EXCERPTED RECORDS:
════

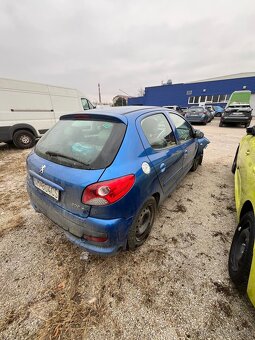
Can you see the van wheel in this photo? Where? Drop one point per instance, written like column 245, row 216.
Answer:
column 23, row 139
column 142, row 224
column 241, row 251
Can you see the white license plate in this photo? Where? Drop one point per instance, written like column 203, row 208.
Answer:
column 47, row 189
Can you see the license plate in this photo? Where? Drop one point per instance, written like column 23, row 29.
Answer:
column 47, row 189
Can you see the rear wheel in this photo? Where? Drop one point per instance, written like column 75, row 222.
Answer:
column 23, row 139
column 142, row 224
column 241, row 251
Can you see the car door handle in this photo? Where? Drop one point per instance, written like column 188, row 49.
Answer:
column 162, row 167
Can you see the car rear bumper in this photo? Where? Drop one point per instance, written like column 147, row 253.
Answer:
column 197, row 119
column 75, row 226
column 236, row 119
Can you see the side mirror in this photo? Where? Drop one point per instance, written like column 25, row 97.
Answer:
column 198, row 134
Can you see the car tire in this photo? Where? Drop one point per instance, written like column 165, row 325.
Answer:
column 142, row 224
column 23, row 139
column 201, row 159
column 241, row 251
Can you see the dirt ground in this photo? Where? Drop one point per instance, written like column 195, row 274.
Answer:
column 176, row 286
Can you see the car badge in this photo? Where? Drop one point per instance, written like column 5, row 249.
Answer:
column 42, row 169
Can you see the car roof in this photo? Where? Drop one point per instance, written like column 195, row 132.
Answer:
column 123, row 113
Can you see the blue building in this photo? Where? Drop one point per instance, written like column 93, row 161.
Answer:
column 214, row 91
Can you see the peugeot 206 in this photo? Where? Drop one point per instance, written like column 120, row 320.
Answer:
column 100, row 175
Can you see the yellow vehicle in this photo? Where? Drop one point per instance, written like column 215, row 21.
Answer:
column 242, row 253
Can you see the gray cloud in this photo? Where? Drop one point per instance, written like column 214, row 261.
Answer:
column 124, row 45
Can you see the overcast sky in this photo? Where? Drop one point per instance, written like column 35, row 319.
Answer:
column 124, row 45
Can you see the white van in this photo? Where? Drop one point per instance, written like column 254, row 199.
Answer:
column 28, row 110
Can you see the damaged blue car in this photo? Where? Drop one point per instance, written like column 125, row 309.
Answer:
column 101, row 175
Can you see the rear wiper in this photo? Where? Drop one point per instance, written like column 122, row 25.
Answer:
column 56, row 154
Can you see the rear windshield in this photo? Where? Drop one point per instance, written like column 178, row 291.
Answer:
column 83, row 144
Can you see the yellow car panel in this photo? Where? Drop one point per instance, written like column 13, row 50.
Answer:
column 245, row 192
column 251, row 283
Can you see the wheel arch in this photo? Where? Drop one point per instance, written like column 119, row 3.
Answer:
column 156, row 195
column 246, row 208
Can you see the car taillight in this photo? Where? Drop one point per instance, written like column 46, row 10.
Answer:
column 108, row 192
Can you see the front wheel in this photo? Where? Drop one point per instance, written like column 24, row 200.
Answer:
column 241, row 251
column 141, row 226
column 23, row 139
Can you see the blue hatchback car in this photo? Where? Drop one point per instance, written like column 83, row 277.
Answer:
column 100, row 175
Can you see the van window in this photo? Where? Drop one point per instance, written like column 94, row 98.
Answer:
column 83, row 144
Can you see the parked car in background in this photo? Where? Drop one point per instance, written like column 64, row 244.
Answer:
column 211, row 110
column 28, row 110
column 100, row 175
column 176, row 108
column 198, row 114
column 218, row 110
column 210, row 113
column 238, row 109
column 242, row 253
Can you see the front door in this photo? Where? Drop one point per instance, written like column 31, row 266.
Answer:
column 164, row 153
column 186, row 139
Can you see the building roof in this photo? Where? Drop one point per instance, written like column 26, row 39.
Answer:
column 230, row 76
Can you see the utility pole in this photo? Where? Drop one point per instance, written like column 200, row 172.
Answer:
column 99, row 93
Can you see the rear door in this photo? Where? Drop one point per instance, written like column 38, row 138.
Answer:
column 186, row 138
column 162, row 149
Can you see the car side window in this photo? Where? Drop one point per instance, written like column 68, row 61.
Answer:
column 158, row 131
column 184, row 129
column 85, row 103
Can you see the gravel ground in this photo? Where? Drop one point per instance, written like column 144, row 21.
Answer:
column 176, row 286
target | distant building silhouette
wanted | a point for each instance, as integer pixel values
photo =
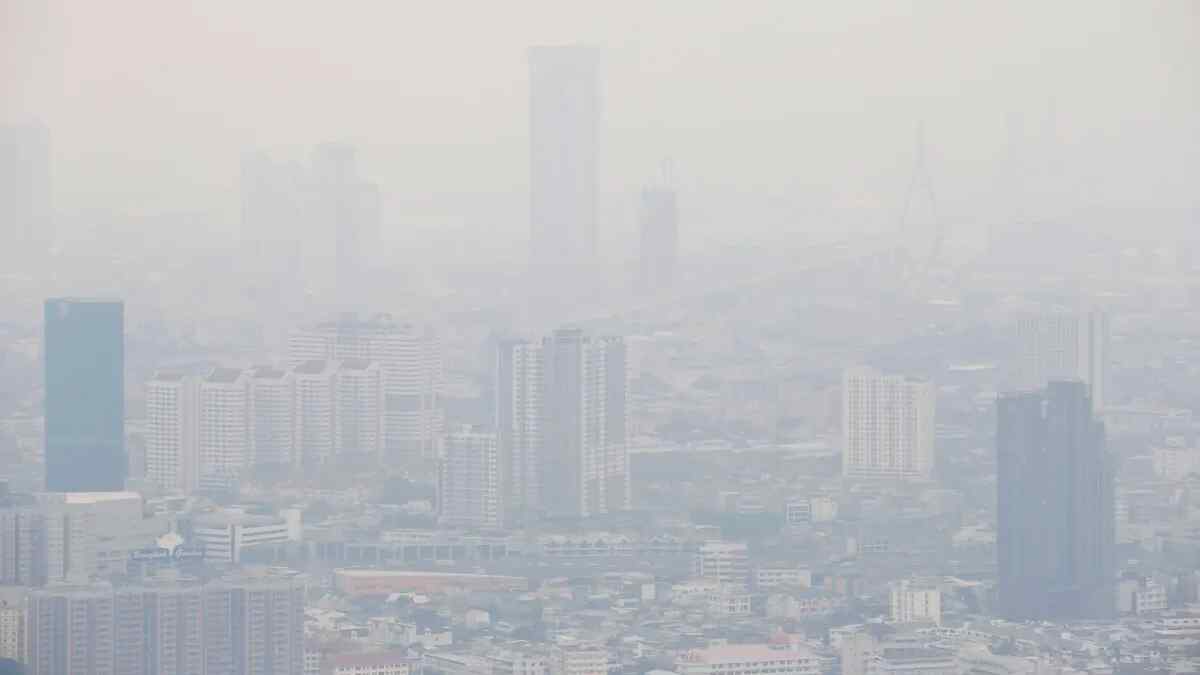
(1055, 507)
(561, 414)
(659, 223)
(564, 108)
(84, 368)
(1066, 346)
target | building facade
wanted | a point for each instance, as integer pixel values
(84, 368)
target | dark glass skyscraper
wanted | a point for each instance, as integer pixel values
(84, 352)
(1055, 507)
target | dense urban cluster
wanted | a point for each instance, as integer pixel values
(831, 459)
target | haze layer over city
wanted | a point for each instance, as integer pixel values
(588, 339)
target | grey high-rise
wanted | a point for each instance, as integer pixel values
(84, 366)
(564, 108)
(1055, 507)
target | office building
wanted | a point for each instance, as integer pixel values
(725, 562)
(517, 419)
(315, 401)
(1055, 507)
(413, 375)
(887, 425)
(659, 250)
(27, 216)
(172, 460)
(84, 366)
(223, 428)
(271, 416)
(1066, 346)
(748, 659)
(916, 602)
(359, 402)
(346, 213)
(469, 489)
(564, 109)
(585, 455)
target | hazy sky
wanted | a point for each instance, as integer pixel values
(773, 113)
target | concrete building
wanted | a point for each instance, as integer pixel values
(358, 408)
(223, 426)
(564, 108)
(579, 658)
(469, 489)
(748, 659)
(271, 416)
(585, 447)
(84, 359)
(1055, 507)
(913, 601)
(725, 562)
(520, 382)
(225, 536)
(1066, 346)
(887, 425)
(411, 359)
(659, 244)
(316, 396)
(172, 460)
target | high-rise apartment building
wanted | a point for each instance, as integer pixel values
(659, 250)
(887, 425)
(271, 416)
(413, 376)
(1066, 346)
(585, 454)
(1055, 507)
(223, 426)
(359, 402)
(561, 417)
(172, 461)
(315, 410)
(564, 111)
(517, 419)
(84, 366)
(469, 489)
(239, 625)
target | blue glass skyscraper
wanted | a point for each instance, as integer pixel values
(84, 368)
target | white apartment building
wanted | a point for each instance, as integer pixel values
(411, 359)
(223, 426)
(172, 460)
(1066, 346)
(725, 562)
(359, 402)
(315, 404)
(887, 425)
(912, 601)
(748, 659)
(271, 412)
(469, 489)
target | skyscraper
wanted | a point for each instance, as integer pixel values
(517, 418)
(171, 457)
(469, 489)
(84, 352)
(659, 222)
(25, 209)
(564, 109)
(585, 461)
(887, 425)
(1054, 507)
(1066, 346)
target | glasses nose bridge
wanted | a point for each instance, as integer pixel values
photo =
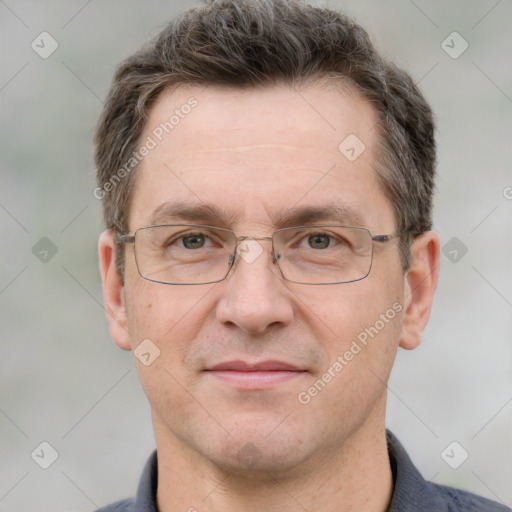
(243, 238)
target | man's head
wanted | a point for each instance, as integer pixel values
(278, 107)
(258, 44)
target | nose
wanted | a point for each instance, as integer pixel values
(254, 296)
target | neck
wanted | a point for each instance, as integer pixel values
(356, 476)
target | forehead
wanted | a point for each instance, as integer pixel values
(256, 153)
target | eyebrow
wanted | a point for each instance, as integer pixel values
(172, 212)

════

THE PROBLEM: Using the material above, tally each line where the word "blue" appears. Reply with the total only.

ANSWER SPACE: 4